*Problem to solve:*
Copy out each line in the records below that contains the word "positive".

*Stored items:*
________________

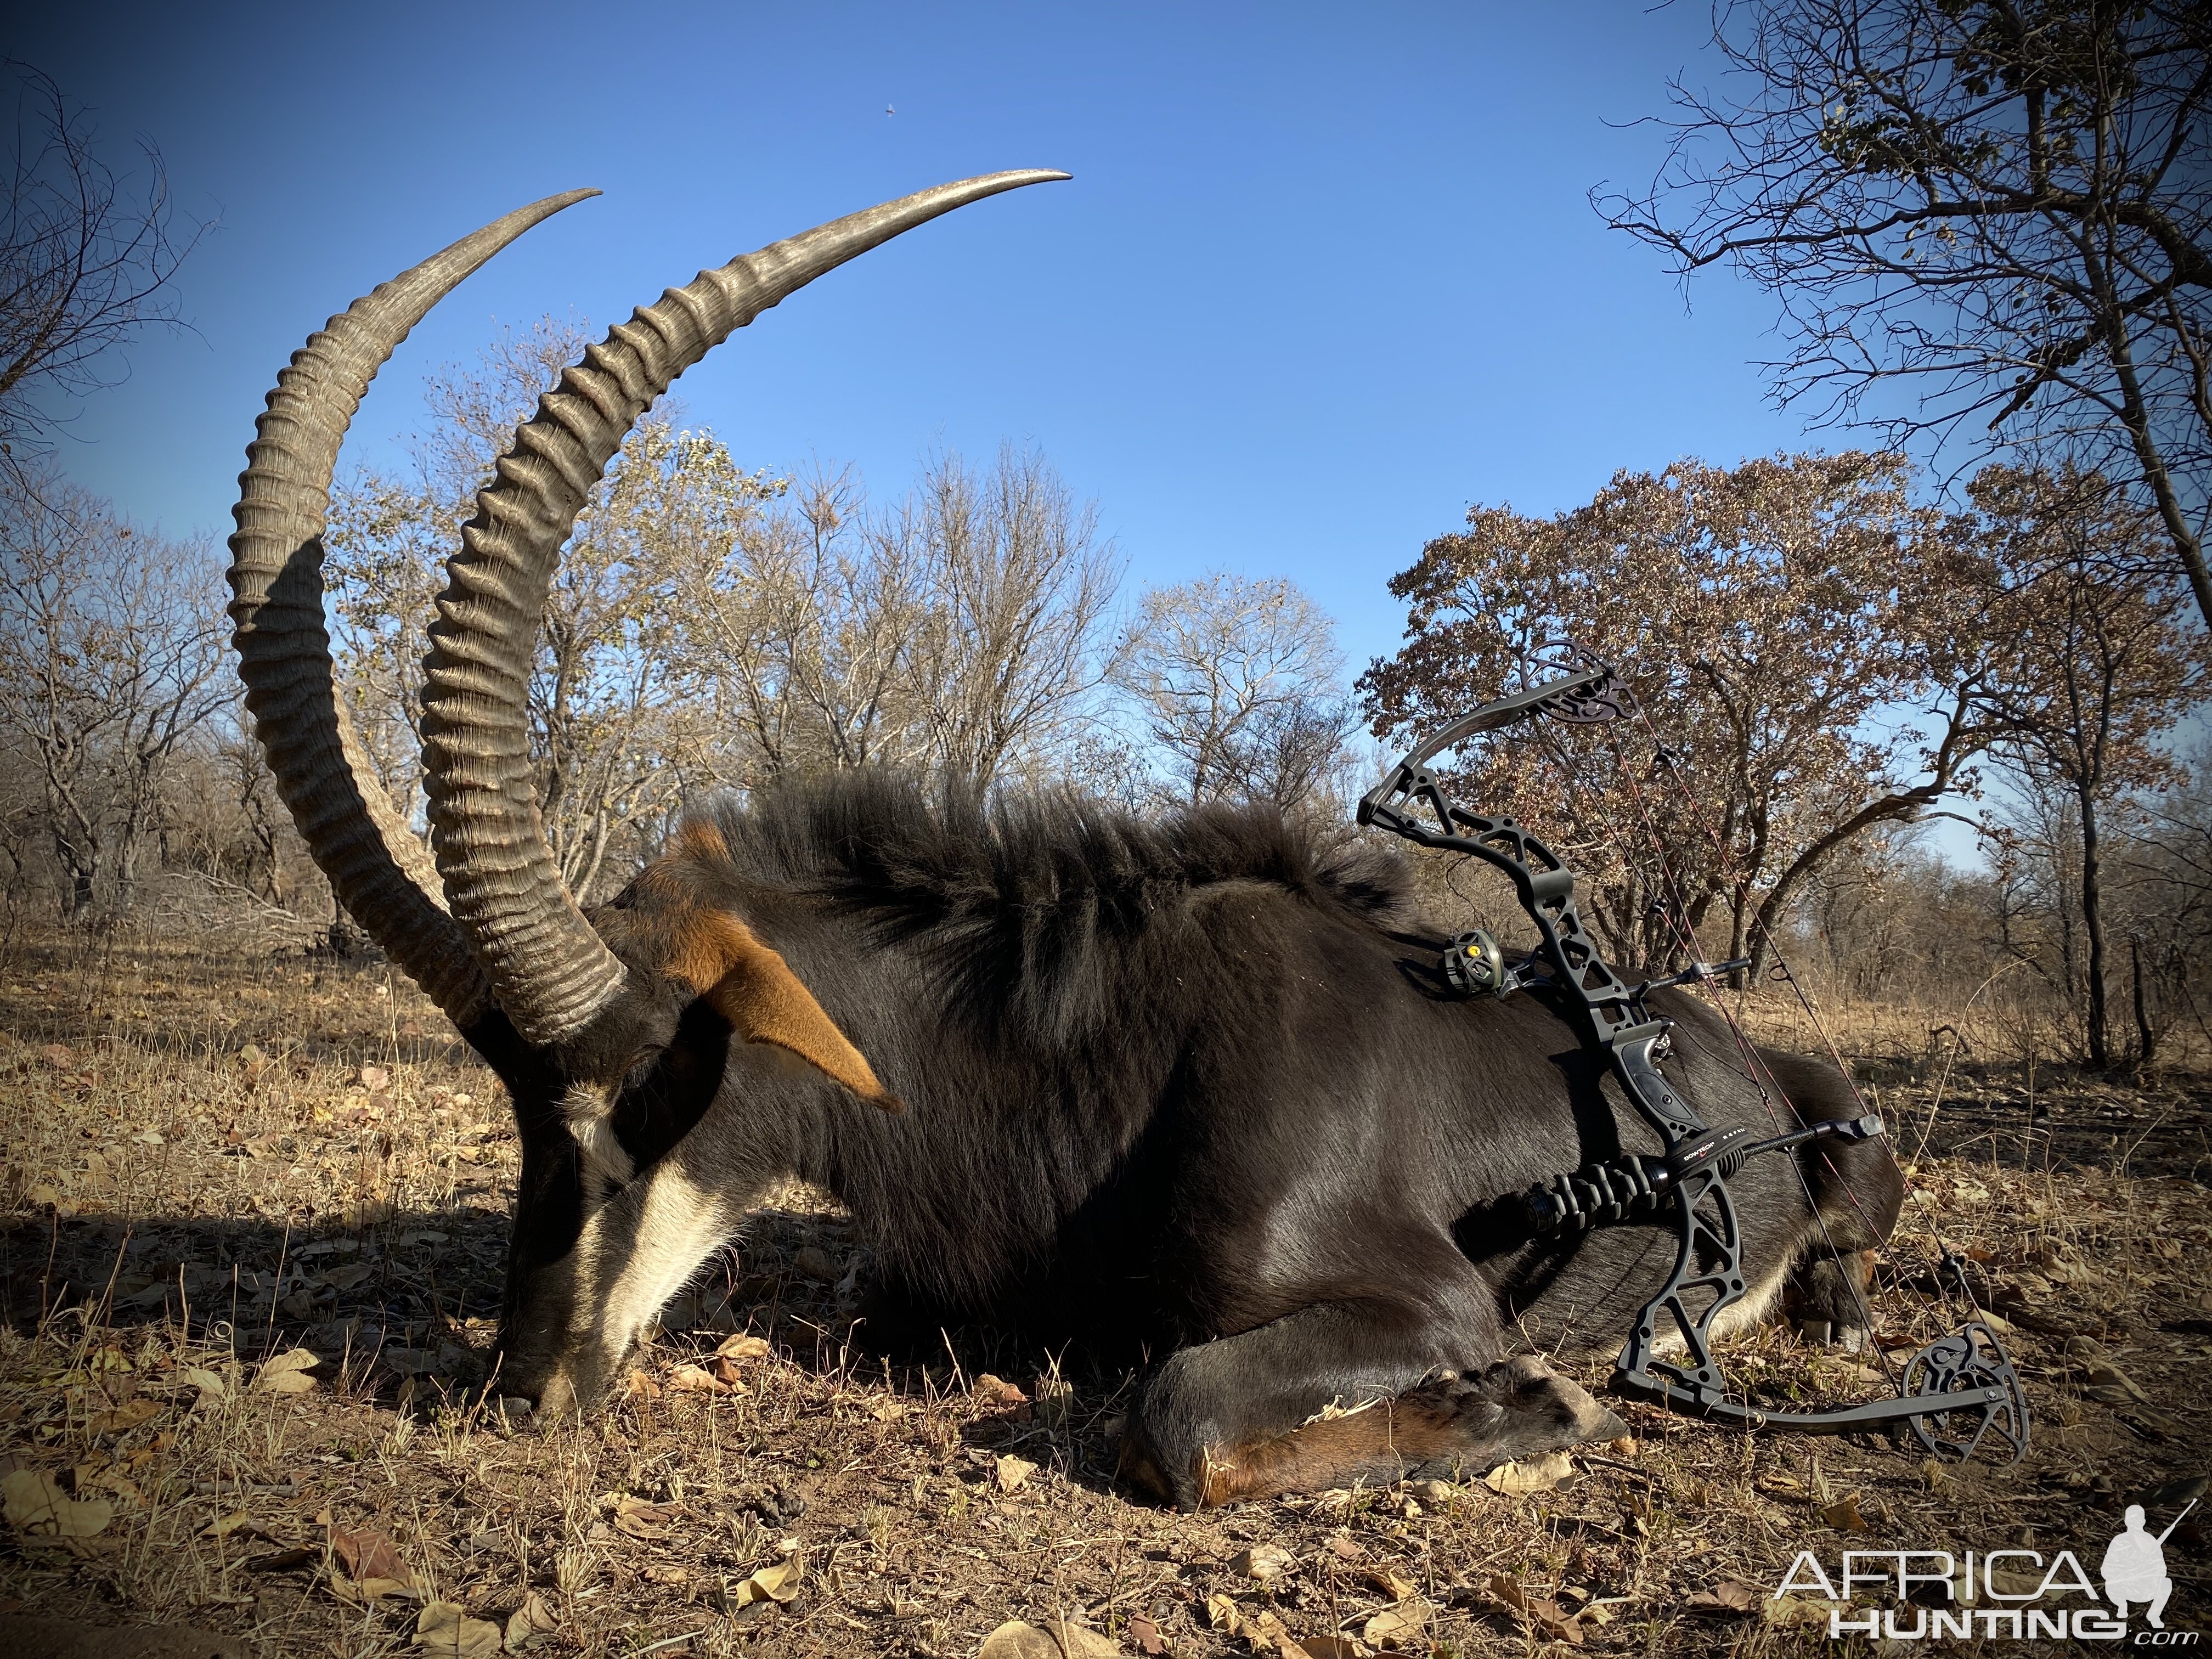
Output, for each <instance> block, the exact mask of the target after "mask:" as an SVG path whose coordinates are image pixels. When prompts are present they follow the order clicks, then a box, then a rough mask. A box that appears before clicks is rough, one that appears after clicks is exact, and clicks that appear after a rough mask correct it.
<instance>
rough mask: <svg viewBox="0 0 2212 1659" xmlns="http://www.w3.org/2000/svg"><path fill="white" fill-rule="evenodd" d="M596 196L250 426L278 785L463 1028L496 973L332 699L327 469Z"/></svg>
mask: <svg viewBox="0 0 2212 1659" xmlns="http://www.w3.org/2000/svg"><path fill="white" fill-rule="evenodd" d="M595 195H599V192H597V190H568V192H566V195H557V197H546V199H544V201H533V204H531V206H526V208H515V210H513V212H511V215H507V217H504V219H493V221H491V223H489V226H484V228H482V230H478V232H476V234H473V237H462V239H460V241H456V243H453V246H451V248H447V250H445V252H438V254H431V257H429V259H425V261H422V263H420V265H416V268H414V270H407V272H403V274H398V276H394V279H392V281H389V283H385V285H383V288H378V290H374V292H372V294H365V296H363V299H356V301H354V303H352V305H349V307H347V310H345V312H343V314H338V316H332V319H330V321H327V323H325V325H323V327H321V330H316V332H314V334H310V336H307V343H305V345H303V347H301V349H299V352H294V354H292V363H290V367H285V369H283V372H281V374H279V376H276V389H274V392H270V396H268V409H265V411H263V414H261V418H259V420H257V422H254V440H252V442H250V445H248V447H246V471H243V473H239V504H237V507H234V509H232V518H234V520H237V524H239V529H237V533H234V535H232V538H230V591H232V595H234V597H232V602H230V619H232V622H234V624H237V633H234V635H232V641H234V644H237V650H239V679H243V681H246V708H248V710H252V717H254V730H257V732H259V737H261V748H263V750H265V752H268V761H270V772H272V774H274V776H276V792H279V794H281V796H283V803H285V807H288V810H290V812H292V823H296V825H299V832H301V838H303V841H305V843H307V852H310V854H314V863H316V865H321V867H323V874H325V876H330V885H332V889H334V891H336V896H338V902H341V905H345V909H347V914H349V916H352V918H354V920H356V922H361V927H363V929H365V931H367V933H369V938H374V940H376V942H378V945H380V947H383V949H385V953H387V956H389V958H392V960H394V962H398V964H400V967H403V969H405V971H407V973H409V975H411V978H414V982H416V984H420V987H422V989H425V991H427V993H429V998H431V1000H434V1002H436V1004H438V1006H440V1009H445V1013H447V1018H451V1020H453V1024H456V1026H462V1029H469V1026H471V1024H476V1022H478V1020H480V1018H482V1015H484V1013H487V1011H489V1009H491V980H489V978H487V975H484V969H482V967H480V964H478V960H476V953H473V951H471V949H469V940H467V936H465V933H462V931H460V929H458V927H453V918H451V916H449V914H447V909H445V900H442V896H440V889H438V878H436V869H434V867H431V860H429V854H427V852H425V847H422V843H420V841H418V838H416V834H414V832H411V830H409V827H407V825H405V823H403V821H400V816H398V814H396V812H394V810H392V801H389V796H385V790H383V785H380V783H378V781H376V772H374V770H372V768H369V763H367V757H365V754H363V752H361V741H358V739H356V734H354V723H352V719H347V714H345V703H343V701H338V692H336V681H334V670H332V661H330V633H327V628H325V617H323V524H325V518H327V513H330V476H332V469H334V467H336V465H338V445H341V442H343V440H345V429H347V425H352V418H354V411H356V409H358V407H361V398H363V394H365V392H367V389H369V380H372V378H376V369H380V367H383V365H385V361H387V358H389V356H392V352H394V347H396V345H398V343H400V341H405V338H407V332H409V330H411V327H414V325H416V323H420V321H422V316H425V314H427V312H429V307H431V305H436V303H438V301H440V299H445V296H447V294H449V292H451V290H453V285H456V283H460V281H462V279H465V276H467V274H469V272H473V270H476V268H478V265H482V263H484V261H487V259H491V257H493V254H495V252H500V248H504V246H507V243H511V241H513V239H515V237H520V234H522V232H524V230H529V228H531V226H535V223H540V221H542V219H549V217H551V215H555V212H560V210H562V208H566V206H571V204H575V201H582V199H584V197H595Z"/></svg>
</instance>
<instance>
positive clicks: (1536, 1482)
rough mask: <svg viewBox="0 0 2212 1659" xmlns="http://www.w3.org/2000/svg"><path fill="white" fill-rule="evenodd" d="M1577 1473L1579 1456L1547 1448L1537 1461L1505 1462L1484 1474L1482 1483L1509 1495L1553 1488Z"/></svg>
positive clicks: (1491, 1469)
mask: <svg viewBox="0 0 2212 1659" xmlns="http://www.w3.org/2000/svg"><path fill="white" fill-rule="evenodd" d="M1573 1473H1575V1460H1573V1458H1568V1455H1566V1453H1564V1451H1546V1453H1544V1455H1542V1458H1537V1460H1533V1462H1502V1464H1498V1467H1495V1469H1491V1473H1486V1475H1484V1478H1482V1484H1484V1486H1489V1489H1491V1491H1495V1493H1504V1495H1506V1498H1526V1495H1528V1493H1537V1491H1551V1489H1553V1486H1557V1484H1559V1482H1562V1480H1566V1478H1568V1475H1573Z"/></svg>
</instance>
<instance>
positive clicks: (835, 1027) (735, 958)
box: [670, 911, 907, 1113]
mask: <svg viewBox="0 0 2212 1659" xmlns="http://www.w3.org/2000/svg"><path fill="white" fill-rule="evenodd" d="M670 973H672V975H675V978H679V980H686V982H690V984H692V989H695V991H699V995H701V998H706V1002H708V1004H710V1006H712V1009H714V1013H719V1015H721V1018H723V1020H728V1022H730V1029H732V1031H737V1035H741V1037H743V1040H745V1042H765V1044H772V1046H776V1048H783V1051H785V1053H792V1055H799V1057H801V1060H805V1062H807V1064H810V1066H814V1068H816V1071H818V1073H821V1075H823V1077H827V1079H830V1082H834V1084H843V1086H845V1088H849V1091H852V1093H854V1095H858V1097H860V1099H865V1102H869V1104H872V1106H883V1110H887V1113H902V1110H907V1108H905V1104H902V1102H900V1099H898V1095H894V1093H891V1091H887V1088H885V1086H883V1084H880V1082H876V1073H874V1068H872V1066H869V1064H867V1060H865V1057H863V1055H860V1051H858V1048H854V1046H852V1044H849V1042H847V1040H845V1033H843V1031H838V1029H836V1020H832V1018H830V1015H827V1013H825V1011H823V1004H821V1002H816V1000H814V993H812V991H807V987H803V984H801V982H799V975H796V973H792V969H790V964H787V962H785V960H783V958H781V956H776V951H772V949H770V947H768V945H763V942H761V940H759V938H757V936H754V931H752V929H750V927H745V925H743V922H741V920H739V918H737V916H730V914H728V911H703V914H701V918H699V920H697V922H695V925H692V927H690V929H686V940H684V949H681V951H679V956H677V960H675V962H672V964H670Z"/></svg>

________________

*Task response:*
positive clicks: (1536, 1482)
positive clicks: (1491, 1469)
positive clicks: (835, 1027) (735, 958)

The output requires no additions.